- DIRECTION: Gather every line of the records that contains the string "trailer" and copy each one in full.

[Bounding box annotation entries]

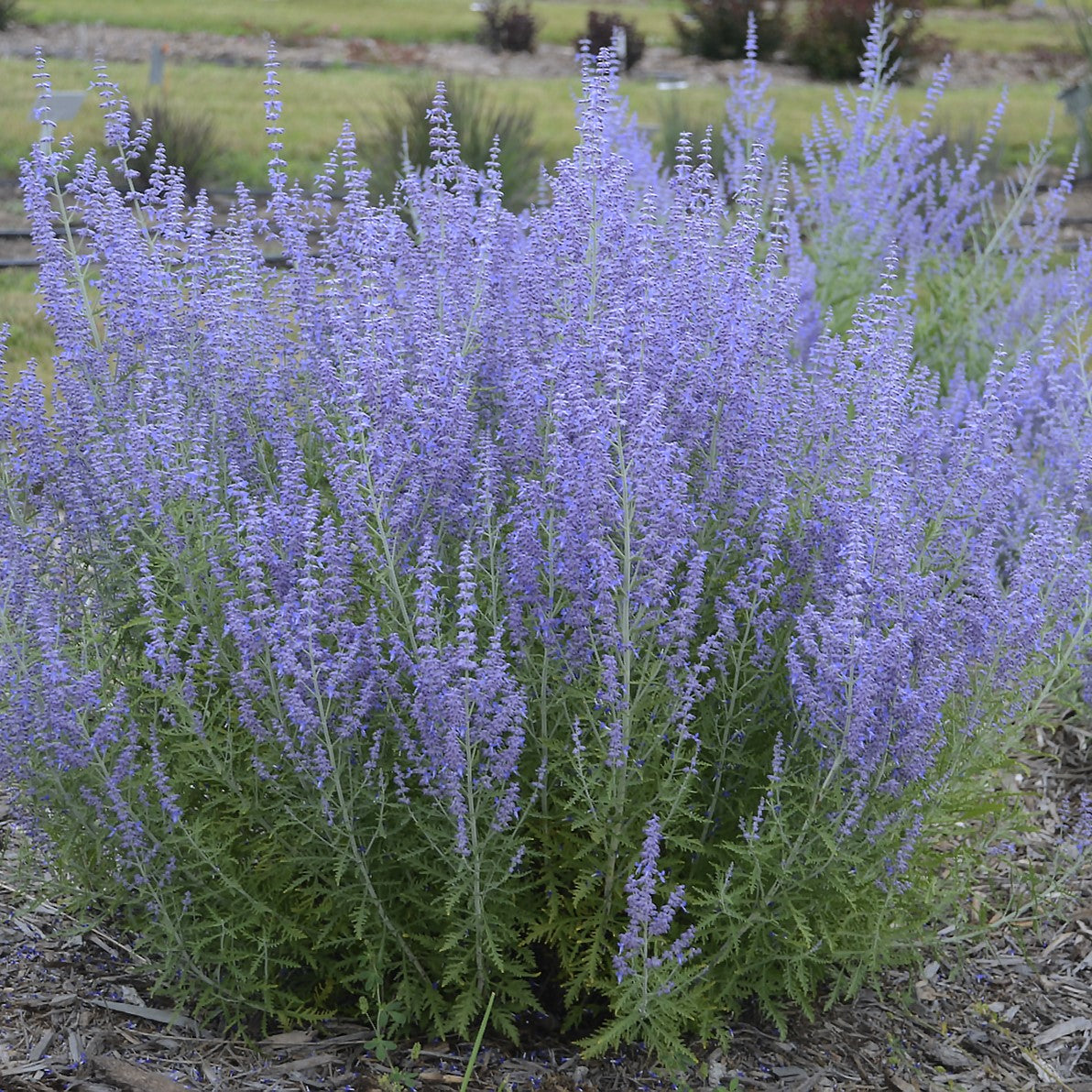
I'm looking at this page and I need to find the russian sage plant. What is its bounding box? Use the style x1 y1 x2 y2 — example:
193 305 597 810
0 21 1092 1059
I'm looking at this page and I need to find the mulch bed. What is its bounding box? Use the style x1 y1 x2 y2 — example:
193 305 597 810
6 703 1092 1092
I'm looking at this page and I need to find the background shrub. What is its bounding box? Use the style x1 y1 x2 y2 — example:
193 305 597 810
362 79 541 211
6 34 1092 1064
574 11 644 72
478 0 539 53
126 99 223 198
789 0 923 81
672 0 786 61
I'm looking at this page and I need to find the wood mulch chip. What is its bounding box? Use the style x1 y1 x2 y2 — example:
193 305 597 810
0 718 1092 1092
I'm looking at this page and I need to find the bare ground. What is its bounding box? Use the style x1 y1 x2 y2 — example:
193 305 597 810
0 703 1092 1092
0 10 1092 1092
0 5 1079 87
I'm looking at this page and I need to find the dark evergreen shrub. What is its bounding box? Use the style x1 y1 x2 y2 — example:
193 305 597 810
123 99 223 197
478 0 539 53
576 11 644 72
672 0 785 61
789 0 923 81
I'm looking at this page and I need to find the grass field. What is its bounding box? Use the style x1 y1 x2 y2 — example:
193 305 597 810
16 0 682 42
24 0 1075 52
0 0 1074 384
0 60 1074 187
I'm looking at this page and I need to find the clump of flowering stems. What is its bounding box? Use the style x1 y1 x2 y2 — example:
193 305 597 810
0 10 1092 1060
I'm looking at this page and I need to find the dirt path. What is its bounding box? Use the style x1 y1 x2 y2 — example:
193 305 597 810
0 11 1079 87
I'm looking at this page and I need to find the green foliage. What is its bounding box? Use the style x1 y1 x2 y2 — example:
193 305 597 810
672 0 786 61
574 11 644 72
360 79 542 211
789 0 922 82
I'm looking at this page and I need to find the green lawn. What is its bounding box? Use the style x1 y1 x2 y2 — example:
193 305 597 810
0 36 1074 384
15 0 1074 52
16 0 682 42
0 59 1074 187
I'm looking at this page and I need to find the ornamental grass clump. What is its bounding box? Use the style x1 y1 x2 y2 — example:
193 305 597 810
0 19 1092 1063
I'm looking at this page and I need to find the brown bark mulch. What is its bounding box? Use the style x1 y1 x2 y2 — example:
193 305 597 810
6 703 1092 1092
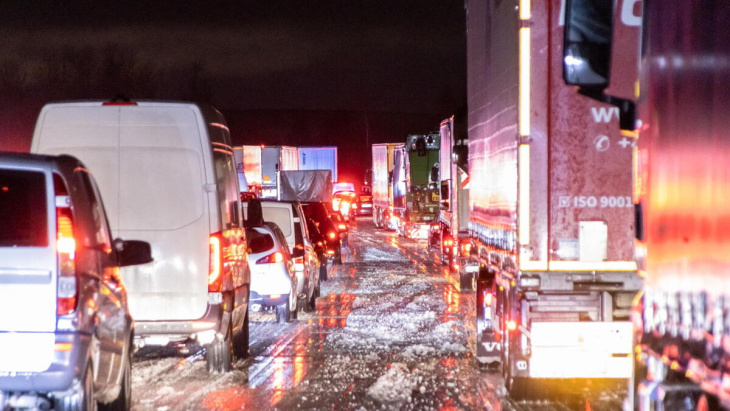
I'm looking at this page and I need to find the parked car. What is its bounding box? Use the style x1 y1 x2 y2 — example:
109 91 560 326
243 200 320 311
332 191 357 221
355 194 373 215
246 222 297 323
302 202 341 268
0 153 152 410
31 100 250 372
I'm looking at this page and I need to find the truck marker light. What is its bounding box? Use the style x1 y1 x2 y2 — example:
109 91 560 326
54 343 74 352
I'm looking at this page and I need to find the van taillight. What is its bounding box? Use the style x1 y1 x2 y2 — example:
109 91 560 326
256 251 284 264
208 233 223 293
56 207 78 315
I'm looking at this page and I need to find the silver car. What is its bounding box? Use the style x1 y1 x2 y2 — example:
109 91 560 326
0 153 152 410
246 222 297 323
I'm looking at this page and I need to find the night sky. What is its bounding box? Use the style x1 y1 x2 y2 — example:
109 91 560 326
0 0 466 187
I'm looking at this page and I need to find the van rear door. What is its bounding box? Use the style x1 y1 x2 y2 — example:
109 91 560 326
0 168 57 372
116 103 208 321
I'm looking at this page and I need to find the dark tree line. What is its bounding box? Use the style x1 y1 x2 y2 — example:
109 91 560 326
0 44 215 151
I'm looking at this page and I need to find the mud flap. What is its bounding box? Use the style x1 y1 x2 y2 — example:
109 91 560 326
476 270 502 365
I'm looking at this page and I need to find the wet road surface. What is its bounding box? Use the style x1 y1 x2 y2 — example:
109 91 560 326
128 218 623 411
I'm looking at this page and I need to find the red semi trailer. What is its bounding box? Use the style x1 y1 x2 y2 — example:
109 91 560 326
566 0 730 410
467 0 642 397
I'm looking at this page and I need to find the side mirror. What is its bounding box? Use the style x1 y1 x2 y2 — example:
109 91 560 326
563 0 613 89
431 163 440 183
634 202 646 242
114 238 154 267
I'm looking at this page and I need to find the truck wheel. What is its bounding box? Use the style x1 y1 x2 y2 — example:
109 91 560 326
56 363 99 411
99 350 132 411
319 258 327 282
205 325 233 374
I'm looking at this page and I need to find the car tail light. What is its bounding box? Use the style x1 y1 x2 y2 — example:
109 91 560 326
461 243 471 257
256 251 284 264
56 207 78 315
294 257 304 271
208 233 223 293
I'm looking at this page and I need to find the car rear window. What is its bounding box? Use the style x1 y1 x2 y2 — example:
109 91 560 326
246 230 274 254
0 169 48 247
261 205 292 237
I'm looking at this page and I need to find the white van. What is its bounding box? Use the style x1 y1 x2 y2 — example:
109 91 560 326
31 100 250 371
243 200 318 312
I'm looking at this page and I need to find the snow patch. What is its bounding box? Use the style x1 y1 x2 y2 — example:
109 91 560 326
367 363 417 403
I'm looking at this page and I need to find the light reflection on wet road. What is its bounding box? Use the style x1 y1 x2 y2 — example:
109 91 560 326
128 219 616 411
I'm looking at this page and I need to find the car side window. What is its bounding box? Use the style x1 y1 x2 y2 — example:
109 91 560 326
77 169 112 252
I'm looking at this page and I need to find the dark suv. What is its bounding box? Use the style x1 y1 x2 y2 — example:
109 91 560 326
0 153 152 410
302 202 342 268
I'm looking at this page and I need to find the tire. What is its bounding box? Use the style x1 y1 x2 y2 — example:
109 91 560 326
205 326 233 374
56 364 99 411
233 309 249 359
99 345 132 411
319 258 328 282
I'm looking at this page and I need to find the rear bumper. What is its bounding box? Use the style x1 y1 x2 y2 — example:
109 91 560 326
529 321 633 379
250 291 289 307
134 304 226 346
0 334 91 394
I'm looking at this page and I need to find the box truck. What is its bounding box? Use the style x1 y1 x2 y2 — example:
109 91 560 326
261 146 299 198
31 100 250 372
299 147 337 182
467 0 642 398
233 146 262 196
565 0 730 410
371 143 403 229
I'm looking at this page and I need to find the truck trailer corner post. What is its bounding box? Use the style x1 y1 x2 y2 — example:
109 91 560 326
432 116 478 292
467 0 641 398
565 0 730 410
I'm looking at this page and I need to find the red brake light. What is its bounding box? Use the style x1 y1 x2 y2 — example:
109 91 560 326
56 207 78 315
256 251 284 264
208 233 223 293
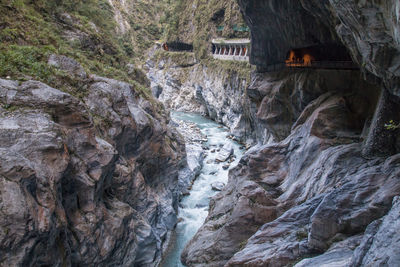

- TASK ANSWER:
I'm looking at this page and I need to find the red semi trailer. What is its bounding box? Use the style x1 y1 x2 y2 — example:
I'm looking at this page and I need to find the truck trailer corner post. What is its bounding box? Use the style x1 y1 x2 y2 — example:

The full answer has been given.